**Dataset items**
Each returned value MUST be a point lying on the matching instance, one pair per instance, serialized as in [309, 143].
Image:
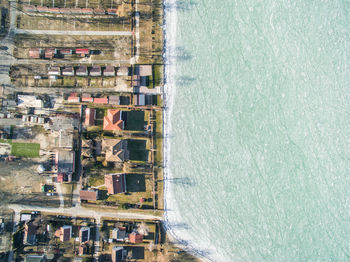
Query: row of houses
[83, 71]
[51, 52]
[70, 11]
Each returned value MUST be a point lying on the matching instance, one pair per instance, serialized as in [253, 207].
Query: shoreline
[169, 70]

**TASK GOAL**
Convert the items above into a CSV with two columns, "query" and "points", one row per item. Put each field in double quotes with its line breaks replaced by spaces, and leave out the pictures.

**SOLUTION**
query,points
"Each returned value MUST be a point lying on the matching instance, one pair per instance, serialized as in [309, 143]. Image: Query: row of houses","[83, 71] [51, 52] [70, 11]"
"Each returned value MUST be a point lying on the matching instance, one pair per instance, serialized as in [253, 207]. Query: shoreline","[169, 70]"